> [Task list]:
- a) Update the article on student loan discharges from "While Education Management" up to and including "about loan discharges.", replacing "campuses" with "locations".
- b) According to the article on student loan discharges, what did Career Education's Sanford-Brown Institute offer training for?
- c) Pick up the article on student loan discharges after its last sentence and continue it.

> [Exercise passage]:
● ● ● ●

While Education Management offers students at closing schools a chance to finish, ITT said its campuses remain open. The company disputes the CFPB and SEC allegations. Career Education didn’t respond to messages about loan discharges.

Borrowers on many closing campuses could successfully argue that their loans should be canceled, too, according to David Bergeron, former chief adviser to Duncan on higher education, now a senior fellow at the Center for American Progress, a Washington think tank.

Two students at Career Education’s Sanford-Brown Institute, which offered training for health-care jobs, are making just such a case, according to Eileen Connor, a senior staff attorney with the New York Legal Assistance Group. The company didn’t respond to questions about the students’ complaints.

“Functionally, the school is closed,” said Connor, who filed requests for discharges for the students, whom she declined to identify. “Support staff and instructors have quit, students can’t complete their internships, and the school won’t exist to provide placement assistance.”

● ● ● ●

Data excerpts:
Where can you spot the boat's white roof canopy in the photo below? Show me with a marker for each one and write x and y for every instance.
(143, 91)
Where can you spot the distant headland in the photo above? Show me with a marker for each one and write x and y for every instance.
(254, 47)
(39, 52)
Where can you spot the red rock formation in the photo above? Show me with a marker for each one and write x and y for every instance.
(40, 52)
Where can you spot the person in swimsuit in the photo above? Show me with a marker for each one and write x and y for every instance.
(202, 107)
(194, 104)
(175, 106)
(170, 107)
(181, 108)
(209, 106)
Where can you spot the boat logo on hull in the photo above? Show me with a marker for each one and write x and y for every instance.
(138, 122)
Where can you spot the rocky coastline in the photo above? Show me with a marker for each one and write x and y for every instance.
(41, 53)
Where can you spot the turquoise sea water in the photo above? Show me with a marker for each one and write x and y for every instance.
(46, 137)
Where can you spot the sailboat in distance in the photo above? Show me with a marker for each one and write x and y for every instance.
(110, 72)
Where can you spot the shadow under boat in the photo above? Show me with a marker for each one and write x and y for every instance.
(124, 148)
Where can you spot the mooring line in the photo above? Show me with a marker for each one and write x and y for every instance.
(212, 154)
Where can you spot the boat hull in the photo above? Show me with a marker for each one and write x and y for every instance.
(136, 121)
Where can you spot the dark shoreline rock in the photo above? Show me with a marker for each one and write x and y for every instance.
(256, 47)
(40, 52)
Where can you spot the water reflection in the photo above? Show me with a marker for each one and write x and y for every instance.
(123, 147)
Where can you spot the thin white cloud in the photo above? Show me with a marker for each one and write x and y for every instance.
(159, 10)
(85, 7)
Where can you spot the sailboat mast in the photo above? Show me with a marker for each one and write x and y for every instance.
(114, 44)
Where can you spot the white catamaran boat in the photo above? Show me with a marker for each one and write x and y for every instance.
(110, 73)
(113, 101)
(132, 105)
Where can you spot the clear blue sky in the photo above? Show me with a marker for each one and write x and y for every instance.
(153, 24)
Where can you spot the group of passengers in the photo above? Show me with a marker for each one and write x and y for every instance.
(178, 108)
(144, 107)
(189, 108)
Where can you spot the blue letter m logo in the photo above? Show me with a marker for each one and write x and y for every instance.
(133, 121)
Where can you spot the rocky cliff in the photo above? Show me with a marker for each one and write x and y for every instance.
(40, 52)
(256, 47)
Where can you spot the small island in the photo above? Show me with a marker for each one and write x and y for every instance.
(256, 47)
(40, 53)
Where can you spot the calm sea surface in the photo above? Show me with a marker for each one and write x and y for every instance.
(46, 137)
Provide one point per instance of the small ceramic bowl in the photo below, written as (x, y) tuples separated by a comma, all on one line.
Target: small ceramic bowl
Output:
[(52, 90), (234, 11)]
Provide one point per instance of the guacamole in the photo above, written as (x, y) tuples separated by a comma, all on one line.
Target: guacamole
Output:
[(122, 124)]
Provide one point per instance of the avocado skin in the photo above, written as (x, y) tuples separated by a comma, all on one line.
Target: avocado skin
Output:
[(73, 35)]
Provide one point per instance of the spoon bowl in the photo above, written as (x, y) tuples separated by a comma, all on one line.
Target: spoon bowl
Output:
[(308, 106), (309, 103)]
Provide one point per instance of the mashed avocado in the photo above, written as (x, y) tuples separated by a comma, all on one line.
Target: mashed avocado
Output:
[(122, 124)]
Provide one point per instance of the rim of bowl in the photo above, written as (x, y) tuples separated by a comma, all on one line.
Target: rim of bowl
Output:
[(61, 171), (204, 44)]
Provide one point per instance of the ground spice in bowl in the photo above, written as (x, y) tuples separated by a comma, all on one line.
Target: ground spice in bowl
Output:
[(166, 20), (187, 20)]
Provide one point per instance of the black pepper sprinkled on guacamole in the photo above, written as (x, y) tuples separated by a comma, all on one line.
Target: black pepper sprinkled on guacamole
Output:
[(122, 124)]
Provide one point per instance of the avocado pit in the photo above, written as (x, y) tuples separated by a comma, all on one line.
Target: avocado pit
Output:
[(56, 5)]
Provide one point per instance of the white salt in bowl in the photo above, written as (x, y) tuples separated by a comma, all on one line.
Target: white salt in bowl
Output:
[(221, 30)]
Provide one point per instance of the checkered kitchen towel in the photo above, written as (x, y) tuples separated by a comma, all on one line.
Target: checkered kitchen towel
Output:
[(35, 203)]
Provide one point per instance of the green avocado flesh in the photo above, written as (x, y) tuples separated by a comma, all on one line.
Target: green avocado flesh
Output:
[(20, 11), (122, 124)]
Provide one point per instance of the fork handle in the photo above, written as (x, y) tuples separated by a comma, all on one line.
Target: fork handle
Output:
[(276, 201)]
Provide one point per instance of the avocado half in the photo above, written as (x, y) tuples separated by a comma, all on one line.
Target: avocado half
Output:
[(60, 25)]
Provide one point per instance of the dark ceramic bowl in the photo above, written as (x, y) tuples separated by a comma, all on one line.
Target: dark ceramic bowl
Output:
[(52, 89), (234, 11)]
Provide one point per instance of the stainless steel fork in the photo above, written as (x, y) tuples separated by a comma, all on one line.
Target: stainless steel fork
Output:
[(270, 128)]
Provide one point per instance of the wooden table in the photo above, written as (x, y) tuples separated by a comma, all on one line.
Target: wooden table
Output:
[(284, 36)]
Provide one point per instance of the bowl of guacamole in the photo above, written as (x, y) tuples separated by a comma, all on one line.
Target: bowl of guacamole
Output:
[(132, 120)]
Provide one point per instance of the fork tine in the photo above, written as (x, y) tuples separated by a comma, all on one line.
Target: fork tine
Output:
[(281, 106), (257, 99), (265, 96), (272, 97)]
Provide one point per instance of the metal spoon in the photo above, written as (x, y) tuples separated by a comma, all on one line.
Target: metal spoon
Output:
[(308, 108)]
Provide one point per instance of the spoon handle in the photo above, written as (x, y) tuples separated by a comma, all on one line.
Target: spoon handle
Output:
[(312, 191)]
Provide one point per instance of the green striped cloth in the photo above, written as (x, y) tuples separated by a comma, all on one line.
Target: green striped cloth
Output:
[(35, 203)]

● ● ● ●

> [Answers provided]:
- a)
While Education Management offers students at closing schools a chance to finish, ITT said its locations remain open. The company disputes the CFPB and SEC allegations. Career Education didn’t respond to messages about loan discharges.

- b) Health-care jobs.

- c)
When Roderiques started at New England Institute of Art in 2012, more than 1,000 students occupied two classroom buildings on its campus in Brookline, Massachusetts, sharing space with offices of the renowned Dana-Farber Cancer Institute.

Students Vent

On a recent afternoon, students breaking from classes gathered in an outdoor courtyard, venting about the school’s closing. Roderiques, who works at an Apple store and makes wedding videos, said he’s borrowed enough to buy “a small house” for his degree in video and film production. If he doesn’t get relief, payments will be $1,000 a month.

In May, he started a petition, now signed by 500 students, asking the government for loan forgiveness. Chris Hardman, a spokesman for Education Management, sometimes referred to as EDMC, said the company works with students to understand their loan obligations.

“EDMC and the Art Institutes have ruined the lives of many kids,” Roderiques’s petition reads. “We deserve the opportunities we were promised.”